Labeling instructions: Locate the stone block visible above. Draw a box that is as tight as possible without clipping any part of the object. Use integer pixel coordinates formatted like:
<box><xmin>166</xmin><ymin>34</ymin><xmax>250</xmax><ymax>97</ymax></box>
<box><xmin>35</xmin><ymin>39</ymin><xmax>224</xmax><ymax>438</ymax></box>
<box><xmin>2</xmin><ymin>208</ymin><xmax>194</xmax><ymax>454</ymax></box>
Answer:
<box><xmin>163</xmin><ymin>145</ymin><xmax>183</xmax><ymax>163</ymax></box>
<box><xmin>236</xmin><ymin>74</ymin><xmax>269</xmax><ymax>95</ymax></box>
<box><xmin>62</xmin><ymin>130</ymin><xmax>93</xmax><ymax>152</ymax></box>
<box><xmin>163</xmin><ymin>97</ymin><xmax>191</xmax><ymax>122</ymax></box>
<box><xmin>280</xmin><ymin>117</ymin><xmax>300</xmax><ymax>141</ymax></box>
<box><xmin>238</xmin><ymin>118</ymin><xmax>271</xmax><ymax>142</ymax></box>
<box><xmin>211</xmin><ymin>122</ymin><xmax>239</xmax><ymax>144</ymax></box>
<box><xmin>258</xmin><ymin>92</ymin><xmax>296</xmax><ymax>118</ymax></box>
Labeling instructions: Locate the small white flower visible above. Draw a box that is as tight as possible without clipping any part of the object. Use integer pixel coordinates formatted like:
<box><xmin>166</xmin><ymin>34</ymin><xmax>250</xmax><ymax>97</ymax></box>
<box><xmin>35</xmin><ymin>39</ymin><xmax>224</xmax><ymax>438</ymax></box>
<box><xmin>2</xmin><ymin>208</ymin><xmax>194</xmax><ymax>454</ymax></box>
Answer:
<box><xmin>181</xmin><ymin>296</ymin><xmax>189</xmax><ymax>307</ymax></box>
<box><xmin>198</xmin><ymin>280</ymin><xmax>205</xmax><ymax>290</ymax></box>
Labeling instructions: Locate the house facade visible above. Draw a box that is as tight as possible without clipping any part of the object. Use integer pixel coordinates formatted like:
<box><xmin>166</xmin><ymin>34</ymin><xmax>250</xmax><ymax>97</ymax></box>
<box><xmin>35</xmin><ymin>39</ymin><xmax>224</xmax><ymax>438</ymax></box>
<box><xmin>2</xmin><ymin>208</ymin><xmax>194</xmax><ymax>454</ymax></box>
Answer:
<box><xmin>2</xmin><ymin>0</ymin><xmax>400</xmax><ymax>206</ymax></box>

------------

— EXERCISE INSTRUCTIONS —
Word for word, write out every line of the listing.

— RESPONSE TO THIS EXERCISE —
Labeling instructions: Locate the stone block visible above. Draw a box that is as tight as possible without clipping any part of the object. Use integer pixel coordinates formatted like:
<box><xmin>166</xmin><ymin>34</ymin><xmax>250</xmax><ymax>97</ymax></box>
<box><xmin>35</xmin><ymin>39</ymin><xmax>224</xmax><ymax>438</ymax></box>
<box><xmin>2</xmin><ymin>208</ymin><xmax>194</xmax><ymax>454</ymax></box>
Answer:
<box><xmin>163</xmin><ymin>145</ymin><xmax>183</xmax><ymax>163</ymax></box>
<box><xmin>236</xmin><ymin>74</ymin><xmax>269</xmax><ymax>95</ymax></box>
<box><xmin>62</xmin><ymin>130</ymin><xmax>93</xmax><ymax>152</ymax></box>
<box><xmin>163</xmin><ymin>97</ymin><xmax>191</xmax><ymax>122</ymax></box>
<box><xmin>280</xmin><ymin>117</ymin><xmax>300</xmax><ymax>141</ymax></box>
<box><xmin>238</xmin><ymin>118</ymin><xmax>271</xmax><ymax>142</ymax></box>
<box><xmin>211</xmin><ymin>122</ymin><xmax>239</xmax><ymax>144</ymax></box>
<box><xmin>258</xmin><ymin>92</ymin><xmax>296</xmax><ymax>118</ymax></box>
Labeling instructions: Locate the small white flower visible above. Draw a box that is as tight as possible without clipping any part of the object. Use integer pixel coordinates formatted like:
<box><xmin>166</xmin><ymin>34</ymin><xmax>250</xmax><ymax>97</ymax></box>
<box><xmin>35</xmin><ymin>39</ymin><xmax>224</xmax><ymax>438</ymax></box>
<box><xmin>2</xmin><ymin>208</ymin><xmax>194</xmax><ymax>454</ymax></box>
Answer:
<box><xmin>181</xmin><ymin>296</ymin><xmax>189</xmax><ymax>307</ymax></box>
<box><xmin>198</xmin><ymin>280</ymin><xmax>205</xmax><ymax>290</ymax></box>
Labeling instructions: Locate the house facade visible above. Draw a box that is as tight as possible without clipping any part of the object. Use integer pixel coordinates formatted like:
<box><xmin>166</xmin><ymin>34</ymin><xmax>250</xmax><ymax>97</ymax></box>
<box><xmin>35</xmin><ymin>39</ymin><xmax>224</xmax><ymax>438</ymax></box>
<box><xmin>2</xmin><ymin>208</ymin><xmax>194</xmax><ymax>454</ymax></box>
Answer:
<box><xmin>2</xmin><ymin>0</ymin><xmax>400</xmax><ymax>206</ymax></box>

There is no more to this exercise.